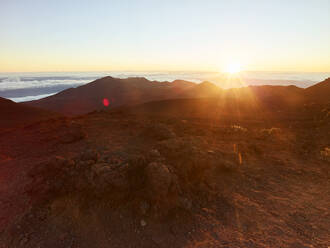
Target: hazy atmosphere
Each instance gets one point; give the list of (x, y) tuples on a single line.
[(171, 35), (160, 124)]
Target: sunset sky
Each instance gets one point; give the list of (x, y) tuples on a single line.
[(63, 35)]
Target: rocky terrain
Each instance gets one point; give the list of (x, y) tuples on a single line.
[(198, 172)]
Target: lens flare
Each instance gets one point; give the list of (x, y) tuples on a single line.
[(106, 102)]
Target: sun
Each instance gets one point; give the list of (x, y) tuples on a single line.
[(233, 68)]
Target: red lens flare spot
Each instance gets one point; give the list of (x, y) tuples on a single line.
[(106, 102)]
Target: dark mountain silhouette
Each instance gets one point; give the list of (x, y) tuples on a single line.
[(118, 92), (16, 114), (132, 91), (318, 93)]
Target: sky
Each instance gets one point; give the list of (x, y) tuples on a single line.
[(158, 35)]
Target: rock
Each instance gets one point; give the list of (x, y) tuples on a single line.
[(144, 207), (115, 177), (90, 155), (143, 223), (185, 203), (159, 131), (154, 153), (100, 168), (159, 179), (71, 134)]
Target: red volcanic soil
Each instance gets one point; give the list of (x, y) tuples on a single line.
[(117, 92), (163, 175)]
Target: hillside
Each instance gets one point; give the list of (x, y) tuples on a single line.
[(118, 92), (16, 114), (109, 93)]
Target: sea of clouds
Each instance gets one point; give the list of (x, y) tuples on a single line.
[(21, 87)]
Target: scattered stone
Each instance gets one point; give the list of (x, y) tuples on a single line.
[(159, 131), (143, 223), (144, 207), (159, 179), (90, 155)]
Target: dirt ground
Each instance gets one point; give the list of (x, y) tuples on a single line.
======
- WORK REQUIRED: Please rewrite the items from the line with "Target: red lens flare spot" up to and including the line with "[(118, 92), (16, 114), (132, 91), (318, 93)]", keeping every line and leaving the other lines unchanged. In each answer list, adjust every x and y coordinate of the points by -117.

- REPLY:
Target: red lens flare spot
Each instance gets one point; give the list of (x, y) tuples on a single line.
[(-11, -15)]
Target: dark mountain silhouette
Each instance gets one point; give the list of (x, y) tuples on a single line.
[(1, -25), (-101, -3), (15, -26), (201, -24)]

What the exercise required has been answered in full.